[Provided records]

───

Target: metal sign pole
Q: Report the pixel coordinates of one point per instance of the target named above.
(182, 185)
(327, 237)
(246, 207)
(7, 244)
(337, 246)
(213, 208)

───

[Problem]
Rewrite the entire listing above, keeping the "Target:" and "Q:" lines unchanged, and shift every x and y pixel coordinate in the answer points by -37.

[Solution]
Target: metal sign pole
Q: Report the pixel coordinates of one point per instance of the target named above.
(145, 148)
(290, 200)
(209, 170)
(-30, 207)
(300, 209)
(176, 171)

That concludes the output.